→ WORK TO COMPLETE: Only the lines from the one containing "of the vertical" to the end of the records belong in the output; print them exactly.

→ RECORDS SUPPLIED:
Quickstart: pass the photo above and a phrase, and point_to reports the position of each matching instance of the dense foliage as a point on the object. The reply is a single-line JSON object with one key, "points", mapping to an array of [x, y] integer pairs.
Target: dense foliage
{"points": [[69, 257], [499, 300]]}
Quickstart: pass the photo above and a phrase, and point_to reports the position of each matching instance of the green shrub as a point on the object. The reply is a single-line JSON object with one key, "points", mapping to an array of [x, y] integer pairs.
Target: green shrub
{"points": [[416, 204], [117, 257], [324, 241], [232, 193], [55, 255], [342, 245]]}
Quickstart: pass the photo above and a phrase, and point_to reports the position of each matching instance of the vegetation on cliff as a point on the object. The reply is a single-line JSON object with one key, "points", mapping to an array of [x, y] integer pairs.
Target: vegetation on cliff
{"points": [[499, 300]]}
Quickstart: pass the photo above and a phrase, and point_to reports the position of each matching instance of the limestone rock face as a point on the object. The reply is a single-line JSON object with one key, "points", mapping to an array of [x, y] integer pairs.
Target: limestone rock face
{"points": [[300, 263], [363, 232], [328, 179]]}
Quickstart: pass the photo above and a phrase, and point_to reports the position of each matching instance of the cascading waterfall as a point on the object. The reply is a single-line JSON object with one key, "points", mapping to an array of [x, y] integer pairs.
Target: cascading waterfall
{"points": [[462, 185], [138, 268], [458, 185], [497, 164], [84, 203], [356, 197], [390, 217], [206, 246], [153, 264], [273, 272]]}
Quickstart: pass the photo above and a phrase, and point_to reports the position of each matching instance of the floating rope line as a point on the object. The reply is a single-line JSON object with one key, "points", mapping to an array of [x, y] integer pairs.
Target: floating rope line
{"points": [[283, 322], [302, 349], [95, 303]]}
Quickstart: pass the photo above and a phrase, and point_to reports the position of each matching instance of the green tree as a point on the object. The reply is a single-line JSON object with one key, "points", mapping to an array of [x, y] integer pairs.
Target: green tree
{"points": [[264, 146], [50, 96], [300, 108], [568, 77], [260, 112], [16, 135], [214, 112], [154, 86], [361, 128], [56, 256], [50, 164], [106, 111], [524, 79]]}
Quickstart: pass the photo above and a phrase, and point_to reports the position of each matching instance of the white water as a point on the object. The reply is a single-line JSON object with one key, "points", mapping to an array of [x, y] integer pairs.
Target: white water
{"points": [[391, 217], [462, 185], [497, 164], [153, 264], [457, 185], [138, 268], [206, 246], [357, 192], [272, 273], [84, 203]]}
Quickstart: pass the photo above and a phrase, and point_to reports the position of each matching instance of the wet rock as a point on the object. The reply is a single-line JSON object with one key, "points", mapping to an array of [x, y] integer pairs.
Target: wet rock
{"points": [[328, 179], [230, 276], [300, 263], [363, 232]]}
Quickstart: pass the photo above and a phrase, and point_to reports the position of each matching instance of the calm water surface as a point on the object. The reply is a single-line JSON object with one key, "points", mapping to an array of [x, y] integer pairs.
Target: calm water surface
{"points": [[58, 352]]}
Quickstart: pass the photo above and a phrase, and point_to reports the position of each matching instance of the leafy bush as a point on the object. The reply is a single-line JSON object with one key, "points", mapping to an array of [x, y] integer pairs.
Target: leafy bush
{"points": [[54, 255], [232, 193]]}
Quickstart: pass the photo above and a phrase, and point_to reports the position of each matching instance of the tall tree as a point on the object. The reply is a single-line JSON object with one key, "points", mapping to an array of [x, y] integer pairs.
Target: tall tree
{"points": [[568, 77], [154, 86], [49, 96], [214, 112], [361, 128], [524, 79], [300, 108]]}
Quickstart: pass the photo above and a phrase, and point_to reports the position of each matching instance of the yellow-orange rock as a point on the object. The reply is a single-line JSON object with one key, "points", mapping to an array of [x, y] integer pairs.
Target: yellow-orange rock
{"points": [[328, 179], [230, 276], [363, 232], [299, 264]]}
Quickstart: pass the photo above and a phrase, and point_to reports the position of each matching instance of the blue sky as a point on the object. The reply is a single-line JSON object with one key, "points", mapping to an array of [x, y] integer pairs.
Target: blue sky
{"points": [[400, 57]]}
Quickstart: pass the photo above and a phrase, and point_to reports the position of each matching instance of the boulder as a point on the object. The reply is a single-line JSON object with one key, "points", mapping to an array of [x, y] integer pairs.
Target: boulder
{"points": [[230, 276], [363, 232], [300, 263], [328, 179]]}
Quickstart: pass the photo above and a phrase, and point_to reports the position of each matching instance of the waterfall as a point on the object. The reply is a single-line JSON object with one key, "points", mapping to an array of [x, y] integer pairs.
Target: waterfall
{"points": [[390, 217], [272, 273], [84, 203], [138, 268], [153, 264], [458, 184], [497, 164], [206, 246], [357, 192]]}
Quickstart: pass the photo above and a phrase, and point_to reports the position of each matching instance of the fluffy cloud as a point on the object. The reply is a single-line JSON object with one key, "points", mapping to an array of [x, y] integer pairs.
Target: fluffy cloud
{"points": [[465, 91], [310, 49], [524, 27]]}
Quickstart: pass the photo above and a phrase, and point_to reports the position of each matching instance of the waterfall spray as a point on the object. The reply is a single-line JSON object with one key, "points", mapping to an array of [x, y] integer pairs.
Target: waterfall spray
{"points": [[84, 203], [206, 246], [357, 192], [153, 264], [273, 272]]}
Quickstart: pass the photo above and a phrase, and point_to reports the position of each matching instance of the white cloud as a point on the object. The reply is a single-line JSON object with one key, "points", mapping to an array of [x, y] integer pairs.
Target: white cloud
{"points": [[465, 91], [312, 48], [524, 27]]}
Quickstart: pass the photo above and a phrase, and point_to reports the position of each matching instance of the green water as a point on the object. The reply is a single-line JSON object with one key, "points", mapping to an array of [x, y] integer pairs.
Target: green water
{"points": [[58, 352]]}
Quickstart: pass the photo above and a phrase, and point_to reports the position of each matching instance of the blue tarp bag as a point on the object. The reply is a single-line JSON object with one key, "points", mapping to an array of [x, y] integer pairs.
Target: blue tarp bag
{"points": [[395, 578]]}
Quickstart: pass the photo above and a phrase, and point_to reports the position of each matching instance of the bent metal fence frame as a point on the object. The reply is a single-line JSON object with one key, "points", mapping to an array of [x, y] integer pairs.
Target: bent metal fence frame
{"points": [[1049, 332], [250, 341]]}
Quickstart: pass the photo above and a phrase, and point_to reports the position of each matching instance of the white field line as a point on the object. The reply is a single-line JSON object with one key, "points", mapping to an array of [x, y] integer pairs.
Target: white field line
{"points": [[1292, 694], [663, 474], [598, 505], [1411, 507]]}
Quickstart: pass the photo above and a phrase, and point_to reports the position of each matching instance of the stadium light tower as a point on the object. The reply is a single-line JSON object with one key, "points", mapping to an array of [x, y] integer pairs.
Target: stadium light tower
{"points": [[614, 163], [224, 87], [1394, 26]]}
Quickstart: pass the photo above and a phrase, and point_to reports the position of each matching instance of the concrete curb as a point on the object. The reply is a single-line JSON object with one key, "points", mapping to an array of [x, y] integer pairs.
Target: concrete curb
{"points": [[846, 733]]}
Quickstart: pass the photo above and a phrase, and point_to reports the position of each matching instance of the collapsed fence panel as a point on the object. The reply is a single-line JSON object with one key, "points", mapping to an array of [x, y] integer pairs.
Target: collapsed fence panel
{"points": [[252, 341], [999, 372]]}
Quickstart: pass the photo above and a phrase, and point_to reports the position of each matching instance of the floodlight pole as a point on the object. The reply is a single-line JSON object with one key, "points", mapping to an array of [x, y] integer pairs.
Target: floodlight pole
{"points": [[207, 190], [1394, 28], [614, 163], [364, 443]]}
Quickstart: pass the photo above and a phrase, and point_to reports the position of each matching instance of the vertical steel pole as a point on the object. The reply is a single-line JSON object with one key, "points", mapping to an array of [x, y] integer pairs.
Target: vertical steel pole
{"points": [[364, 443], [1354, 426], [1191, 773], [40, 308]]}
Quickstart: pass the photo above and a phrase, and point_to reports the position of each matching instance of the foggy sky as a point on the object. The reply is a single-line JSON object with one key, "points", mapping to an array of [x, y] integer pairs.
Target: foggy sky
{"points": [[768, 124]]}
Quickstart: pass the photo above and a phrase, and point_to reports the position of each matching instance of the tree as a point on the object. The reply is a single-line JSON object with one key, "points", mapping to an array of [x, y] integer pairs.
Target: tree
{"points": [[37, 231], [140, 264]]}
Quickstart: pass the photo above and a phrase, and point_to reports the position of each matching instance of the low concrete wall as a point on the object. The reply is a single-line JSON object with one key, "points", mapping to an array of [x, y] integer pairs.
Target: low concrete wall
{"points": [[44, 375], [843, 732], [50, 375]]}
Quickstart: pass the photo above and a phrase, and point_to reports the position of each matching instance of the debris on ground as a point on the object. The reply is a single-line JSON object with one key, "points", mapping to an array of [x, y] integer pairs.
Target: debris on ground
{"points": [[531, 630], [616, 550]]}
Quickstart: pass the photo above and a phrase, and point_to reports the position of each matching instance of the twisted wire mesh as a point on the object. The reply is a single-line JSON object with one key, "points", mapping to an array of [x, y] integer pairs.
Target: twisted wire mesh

→ FULL SOLUTION:
Quickstart: pass the photo above and a phrase, and point_to reports the position of each matching instance of the vertical steel pole as a point on the object. The reply is a single-line JSON object with one key, "points", mapping to an array of [x, y] integer pairs.
Target: vertical steel pole
{"points": [[364, 443], [1354, 426], [1191, 773], [40, 308]]}
Quickstart: pass the photo above and a phrase, and point_to reports the position of each matching instance of the foggy sky as a point on the object. The reply is a single-line JSON object with one key, "points", mapping to an array of [x, y] integer pairs.
Target: foggy sky
{"points": [[768, 124]]}
Quickstart: pass the photo above and a phrase, and point_to reports the position of each matching instance of the tree as a point on the object. The reply is a single-line JSON object with one key, "points", mapping to an array of [x, y] integer pairs.
Target: tree
{"points": [[37, 231], [140, 264]]}
Quickstart: pass the photo above and a phrase, and point_to reports the position of each matching instance of the low concrete wall as a point on the object. The reply is a single-line JSON object with one key, "points", mapping to an array of [x, y] integer pairs.
Target: low concrete wall
{"points": [[44, 375], [843, 732], [50, 375]]}
Quickstart: pass the photo above and a phrase, and point_to reports the position of each matching instance of the debris on ground as a point on the object. The reply is a single-line JSON object with one key, "points", mapping to an array of [x, y] integer pairs.
Target: debris on ground
{"points": [[531, 630], [616, 550]]}
Quickstart: pass the photo above and a phrase, and point_to reports the position of each matching instance of the twisted wire mesh as a point on the object. The reply is a single-line JSON object with one key, "points", mapping to an array of [x, y] integer pairs.
Target: twisted wire mesh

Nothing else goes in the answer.